## Texte extrait
+--

Le système monétaire actuel ou le mythe de la valeur – Troisième Partie

Succès et méfaits des monnaies Semi-Fiat

Nous avions promis, dans le billet consacré aux cryptos, une analyse plus détaillée des dysfonctionnements des monnaies fiat qui sera donc l’objet du présent article. Après une brève introduction sur la nature de la monnaie et l’institution de la monnaie royale, revenons, pour l’heure, à nos jours.

L’inégalité des revenus et des richesses au sein des pays, mais aussi entre les zones géographiques, ne cesse de croître.

La révolution industrielle a perdu beaucoup de son attrait en raison des ravages que la massification de la production-consommation engendre et dont on commence timidement à prendre la mesure.

Les grands mouvements migratoires de gens qui fuient la faim et la guerre vers l’occident deviennent un vrai problème, car ces flux migratoires restent encore aujourd’hui, la plupart du temps incontrôlés, mais surtout parce qu’il manque une réelle politique d’insertion de ces flux au sein des populations locales.

Pourquoi donc ? Les monnaies fiat n’auraient-elles donc pas maintenu toutes leurs promesses ?

La raison est toute simple : malgré l’abandon de la conversion de la monnaie en or en 1971, les monnaies fiat ont gardé les mêmes caractéristiques de la monnaie-or tant dans leur narration que dans la manière dont elles circulent au sein des économies modernes.

Monnaie fiat (crédit) dans sa version pure:

La monnaie peut être créée à tout moment pour répondre aux besoins de la société. Aucune épargne financière préalable n’est nécessaire.

Ce dont il faut absolument disposer en revanche c’est l’épargne de ressources réelles : femmes et hommes disposés à travailler, ressources naturelles, un tissu productif qui permette la transformation de matières premières en biens de consommation, une somme de connaissances et compétences qui permette la recherche et l’éducation.

Lors de la création d’une nouvelle unité de cette monnaie fiat personne ne doit renoncer à la jouissance de son épargne. Ceci est vrai :

  1. Au niveau gouvernemental : l’État crée de la nouvelle monnaie par la dépense publique sans rien enlever à personne. Bien au contraire, le déficit de l’État crée l’épargne financière nette du secteur privé, autrement dit la quantité de monnaie non grevée de dettes du secteur privé.
  2. Au niveau du secteur privé : la banque crée de la nouvelle monnaie par l’octroi du crédit et n’utilise jamais l’épargne des déposants. La banque commerciale crée donc elle aussi de la monnaie, mais celle-ci est par définition grevée de dette et n’est donc pas de l’épargne financière nette.

La symétrie est parfaite.

Observation importante : personne ne devant se priver de son épargne lors de la mise en circulation de nouvelles unités de monnaie il est tout à fait raisonnable de dire que le coût de cette monnaie, c’est-à-dire le taux auquel l’on emprunte, devrait correspondre uniquement au risque de crédit.

Quel est dès lors le risque de crédit pour l’État quand il distribue de la monnaie à sa propre population ?

+--

## Extraits de données

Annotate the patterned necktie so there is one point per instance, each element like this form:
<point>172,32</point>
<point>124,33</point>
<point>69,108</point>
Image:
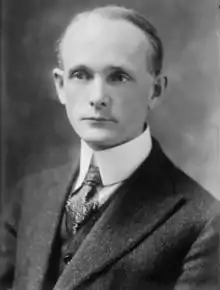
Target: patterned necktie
<point>82,203</point>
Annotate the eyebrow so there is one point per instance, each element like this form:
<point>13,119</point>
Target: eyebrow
<point>77,68</point>
<point>111,68</point>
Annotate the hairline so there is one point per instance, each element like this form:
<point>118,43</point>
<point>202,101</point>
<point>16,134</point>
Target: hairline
<point>120,13</point>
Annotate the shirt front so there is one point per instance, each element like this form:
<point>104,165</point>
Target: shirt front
<point>115,164</point>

+--

## Consigne
Restituez à l'identique le passage du texte sur les monnaies fiat qui va de « Les grands mouvements » jusqu'à « des populations locales. » inclus. Seul le texte fait foi pour répondre.

## Résultat
Les grands mouvements migratoires de gens qui fuient la faim et la guerre vers l’occident deviennent un vrai problème, car ces flux migratoires restent encore aujourd’hui, la plupart du temps incontrôlés, mais surtout parce qu’il manque une réelle politique d’insertion de ces flux au sein des populations locales.